▶ **EXERCISE**:
Copy each line in the data that includes the word "after".

▶ **STORED DATA**:
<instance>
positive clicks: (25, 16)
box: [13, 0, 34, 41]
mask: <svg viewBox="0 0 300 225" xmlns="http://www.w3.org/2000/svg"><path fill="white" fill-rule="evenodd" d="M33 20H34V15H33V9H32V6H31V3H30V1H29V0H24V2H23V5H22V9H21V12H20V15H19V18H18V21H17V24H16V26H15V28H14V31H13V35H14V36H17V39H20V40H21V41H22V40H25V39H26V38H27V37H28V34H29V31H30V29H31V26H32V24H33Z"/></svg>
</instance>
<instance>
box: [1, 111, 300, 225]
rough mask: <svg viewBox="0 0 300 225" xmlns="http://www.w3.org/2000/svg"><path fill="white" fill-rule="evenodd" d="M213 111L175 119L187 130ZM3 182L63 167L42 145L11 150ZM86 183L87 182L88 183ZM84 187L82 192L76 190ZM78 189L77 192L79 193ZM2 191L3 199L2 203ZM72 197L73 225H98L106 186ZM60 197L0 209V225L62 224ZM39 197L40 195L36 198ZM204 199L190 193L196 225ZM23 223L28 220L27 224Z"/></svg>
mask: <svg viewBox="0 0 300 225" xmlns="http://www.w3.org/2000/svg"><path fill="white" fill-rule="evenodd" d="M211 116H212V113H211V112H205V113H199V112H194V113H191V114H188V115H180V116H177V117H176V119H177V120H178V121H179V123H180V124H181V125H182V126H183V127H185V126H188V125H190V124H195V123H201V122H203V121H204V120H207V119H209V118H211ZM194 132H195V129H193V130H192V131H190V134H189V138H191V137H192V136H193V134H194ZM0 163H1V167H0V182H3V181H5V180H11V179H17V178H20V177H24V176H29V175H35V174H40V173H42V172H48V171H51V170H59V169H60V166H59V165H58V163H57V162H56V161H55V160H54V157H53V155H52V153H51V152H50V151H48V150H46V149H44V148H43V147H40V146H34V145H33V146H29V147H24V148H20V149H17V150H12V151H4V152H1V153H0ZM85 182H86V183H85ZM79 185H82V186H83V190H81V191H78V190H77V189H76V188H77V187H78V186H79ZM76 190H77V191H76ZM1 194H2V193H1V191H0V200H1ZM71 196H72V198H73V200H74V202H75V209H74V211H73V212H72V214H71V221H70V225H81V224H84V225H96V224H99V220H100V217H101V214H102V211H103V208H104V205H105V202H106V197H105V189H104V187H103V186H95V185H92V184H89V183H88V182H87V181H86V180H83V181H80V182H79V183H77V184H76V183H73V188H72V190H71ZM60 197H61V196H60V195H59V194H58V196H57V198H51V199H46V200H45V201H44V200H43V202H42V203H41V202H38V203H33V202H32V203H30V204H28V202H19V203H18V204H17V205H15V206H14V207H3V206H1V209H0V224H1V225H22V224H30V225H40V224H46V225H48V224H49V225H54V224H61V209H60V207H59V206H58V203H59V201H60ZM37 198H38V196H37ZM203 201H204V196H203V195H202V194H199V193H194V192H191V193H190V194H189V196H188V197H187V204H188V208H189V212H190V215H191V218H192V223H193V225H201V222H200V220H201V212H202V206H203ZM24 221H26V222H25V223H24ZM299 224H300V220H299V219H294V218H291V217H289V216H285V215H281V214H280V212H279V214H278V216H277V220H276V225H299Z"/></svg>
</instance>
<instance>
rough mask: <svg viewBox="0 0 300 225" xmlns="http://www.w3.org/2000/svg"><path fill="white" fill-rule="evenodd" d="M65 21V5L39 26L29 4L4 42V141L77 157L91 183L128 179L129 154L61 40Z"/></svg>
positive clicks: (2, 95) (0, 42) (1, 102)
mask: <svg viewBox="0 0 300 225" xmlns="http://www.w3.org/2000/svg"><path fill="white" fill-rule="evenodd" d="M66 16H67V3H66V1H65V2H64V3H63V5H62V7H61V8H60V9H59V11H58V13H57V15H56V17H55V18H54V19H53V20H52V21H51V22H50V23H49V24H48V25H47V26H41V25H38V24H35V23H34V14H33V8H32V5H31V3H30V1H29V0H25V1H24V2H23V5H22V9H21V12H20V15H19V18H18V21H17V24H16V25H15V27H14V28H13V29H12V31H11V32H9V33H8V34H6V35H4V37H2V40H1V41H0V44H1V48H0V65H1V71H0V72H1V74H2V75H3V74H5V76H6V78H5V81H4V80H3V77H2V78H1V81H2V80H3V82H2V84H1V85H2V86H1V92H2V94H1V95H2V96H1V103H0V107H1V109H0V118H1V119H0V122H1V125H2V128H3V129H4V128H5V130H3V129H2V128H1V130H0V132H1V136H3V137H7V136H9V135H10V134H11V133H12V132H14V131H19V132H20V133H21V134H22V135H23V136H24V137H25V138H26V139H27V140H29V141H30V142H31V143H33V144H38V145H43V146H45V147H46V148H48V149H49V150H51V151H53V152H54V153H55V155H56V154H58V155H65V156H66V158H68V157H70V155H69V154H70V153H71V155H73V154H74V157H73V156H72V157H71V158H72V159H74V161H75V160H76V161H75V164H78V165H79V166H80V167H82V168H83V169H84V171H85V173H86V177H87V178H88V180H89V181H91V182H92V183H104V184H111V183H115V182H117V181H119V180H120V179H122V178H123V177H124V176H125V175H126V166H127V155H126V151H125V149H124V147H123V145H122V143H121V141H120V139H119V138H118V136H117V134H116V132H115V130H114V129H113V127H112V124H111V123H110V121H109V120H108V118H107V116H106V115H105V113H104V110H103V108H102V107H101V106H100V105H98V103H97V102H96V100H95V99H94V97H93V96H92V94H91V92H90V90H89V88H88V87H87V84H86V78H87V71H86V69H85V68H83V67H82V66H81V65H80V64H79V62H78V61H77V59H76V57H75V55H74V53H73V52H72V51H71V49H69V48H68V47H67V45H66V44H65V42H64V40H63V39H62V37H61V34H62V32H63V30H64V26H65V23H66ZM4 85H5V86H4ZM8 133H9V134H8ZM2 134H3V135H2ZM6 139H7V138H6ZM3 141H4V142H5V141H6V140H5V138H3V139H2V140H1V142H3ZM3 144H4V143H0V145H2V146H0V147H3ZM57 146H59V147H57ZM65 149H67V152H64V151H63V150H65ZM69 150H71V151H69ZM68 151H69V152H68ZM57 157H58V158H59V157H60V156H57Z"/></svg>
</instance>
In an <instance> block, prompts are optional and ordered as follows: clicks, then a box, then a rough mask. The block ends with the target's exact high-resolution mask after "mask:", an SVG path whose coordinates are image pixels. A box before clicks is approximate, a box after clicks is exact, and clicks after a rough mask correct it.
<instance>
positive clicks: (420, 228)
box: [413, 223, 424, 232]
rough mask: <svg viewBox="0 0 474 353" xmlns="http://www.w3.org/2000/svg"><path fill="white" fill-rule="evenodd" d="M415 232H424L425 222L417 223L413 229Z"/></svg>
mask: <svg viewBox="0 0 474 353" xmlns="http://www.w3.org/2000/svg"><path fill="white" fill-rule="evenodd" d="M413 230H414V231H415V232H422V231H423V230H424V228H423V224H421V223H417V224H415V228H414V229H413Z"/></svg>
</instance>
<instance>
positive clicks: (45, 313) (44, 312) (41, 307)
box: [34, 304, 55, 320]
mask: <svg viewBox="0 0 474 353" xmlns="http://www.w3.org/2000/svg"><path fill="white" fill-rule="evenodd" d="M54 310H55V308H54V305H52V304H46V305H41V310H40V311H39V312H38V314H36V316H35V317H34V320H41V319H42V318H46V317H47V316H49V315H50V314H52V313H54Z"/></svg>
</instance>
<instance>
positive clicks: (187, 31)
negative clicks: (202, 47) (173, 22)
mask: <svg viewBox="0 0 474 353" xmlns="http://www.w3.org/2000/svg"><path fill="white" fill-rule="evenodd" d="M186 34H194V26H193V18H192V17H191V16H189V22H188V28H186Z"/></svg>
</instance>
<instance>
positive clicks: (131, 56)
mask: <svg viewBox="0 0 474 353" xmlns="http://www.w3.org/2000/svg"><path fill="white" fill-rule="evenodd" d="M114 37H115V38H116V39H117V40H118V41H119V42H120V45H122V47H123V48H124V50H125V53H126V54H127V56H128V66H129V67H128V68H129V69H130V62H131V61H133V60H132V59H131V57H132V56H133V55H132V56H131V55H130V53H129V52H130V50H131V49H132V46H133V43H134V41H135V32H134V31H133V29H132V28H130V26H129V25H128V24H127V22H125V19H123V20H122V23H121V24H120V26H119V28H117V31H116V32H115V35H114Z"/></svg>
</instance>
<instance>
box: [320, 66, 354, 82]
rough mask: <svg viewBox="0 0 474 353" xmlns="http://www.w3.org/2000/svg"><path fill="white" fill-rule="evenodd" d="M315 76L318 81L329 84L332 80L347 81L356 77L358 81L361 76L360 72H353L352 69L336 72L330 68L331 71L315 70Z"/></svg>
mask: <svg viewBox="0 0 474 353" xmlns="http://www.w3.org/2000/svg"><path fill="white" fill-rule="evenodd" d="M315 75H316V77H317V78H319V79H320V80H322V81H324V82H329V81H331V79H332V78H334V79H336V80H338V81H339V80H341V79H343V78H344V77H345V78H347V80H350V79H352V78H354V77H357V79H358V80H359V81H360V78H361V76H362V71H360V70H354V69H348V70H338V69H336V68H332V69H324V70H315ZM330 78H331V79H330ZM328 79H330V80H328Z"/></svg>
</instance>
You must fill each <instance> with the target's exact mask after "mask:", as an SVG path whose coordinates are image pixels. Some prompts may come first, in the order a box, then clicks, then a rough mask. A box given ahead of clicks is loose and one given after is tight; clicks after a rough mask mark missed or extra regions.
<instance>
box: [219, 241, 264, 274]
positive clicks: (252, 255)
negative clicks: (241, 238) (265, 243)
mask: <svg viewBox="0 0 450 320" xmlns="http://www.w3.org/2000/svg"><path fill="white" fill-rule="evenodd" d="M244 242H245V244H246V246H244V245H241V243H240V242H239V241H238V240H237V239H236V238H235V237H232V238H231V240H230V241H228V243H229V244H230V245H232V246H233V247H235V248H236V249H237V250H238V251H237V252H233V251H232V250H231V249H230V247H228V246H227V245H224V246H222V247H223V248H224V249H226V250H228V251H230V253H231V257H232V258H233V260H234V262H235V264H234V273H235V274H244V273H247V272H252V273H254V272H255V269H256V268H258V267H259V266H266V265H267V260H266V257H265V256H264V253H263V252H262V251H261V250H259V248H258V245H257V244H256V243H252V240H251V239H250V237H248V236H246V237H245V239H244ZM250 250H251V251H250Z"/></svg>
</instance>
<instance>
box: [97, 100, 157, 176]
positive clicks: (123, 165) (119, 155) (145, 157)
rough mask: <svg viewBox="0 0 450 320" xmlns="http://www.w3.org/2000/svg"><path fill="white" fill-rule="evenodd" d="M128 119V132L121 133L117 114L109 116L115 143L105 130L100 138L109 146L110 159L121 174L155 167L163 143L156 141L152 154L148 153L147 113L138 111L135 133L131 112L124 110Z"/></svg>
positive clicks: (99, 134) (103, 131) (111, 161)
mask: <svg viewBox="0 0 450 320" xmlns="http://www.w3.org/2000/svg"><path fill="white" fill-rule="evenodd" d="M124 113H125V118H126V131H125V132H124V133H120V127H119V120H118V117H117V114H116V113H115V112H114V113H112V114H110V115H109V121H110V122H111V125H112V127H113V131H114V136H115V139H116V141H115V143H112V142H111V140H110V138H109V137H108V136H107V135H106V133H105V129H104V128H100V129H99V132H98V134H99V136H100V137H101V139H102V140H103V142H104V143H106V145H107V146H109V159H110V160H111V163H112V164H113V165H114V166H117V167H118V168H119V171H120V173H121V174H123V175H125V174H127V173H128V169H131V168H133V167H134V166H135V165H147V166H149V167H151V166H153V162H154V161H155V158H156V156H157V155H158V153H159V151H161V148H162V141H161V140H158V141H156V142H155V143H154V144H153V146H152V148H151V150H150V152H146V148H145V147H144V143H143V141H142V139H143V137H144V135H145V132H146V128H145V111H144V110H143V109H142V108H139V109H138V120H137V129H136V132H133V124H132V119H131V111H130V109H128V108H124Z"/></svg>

▶ **COMPLETED EXERCISE**:
In an <instance> block, prompts are optional and ordered as follows: clicks, then a box, then a rough mask. The block ends with the target's exact high-resolution mask after "mask:", an SVG path whose coordinates are image pixels. A box before clicks is approximate, a box after clicks is exact, and clicks after a rough mask correct it.
You must fill each <instance> with the target's exact mask after "mask:", as an SVG path whose coordinates are image pixels. Some prompts may come first, in the order a box, then clicks, then a rough mask. A box given ahead of clicks is loose and one given after is tight; clicks after a rough mask mark missed or extra regions.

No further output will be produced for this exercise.